-------- MATERIAL TO PROCESS
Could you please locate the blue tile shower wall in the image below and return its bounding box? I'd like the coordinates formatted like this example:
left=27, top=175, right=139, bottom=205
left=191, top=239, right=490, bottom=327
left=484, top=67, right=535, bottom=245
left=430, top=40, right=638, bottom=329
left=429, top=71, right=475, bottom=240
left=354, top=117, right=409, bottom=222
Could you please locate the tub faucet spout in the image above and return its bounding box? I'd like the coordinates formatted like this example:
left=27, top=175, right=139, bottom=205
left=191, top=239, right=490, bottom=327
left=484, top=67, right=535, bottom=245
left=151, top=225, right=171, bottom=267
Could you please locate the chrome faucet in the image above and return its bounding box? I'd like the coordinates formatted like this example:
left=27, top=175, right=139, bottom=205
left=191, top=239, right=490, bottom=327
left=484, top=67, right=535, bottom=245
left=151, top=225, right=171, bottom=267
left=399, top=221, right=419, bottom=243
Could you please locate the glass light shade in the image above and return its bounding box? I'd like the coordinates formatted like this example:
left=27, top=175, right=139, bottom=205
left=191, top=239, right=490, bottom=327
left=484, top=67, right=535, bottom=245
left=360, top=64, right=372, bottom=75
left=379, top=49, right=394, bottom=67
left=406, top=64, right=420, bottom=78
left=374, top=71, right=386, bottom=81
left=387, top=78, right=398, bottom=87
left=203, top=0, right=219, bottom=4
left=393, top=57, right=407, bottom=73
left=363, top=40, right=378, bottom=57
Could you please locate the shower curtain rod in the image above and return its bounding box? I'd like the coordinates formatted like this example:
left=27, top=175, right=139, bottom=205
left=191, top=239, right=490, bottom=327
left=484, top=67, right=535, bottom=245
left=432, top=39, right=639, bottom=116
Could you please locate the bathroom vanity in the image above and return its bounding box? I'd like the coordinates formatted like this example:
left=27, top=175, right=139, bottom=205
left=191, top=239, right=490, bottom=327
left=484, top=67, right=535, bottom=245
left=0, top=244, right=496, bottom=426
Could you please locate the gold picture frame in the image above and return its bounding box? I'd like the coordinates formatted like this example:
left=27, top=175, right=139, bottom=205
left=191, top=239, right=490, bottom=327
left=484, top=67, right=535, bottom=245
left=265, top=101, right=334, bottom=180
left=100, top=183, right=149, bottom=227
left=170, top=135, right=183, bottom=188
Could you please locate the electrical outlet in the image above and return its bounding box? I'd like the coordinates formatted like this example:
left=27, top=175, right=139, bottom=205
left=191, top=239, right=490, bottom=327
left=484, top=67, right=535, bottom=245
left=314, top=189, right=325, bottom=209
----------------
• _AIM OF THE EXERCISE_
Tally each line in the data that holds the word "shower"; write only the total.

• _RESPONSE AREA_
2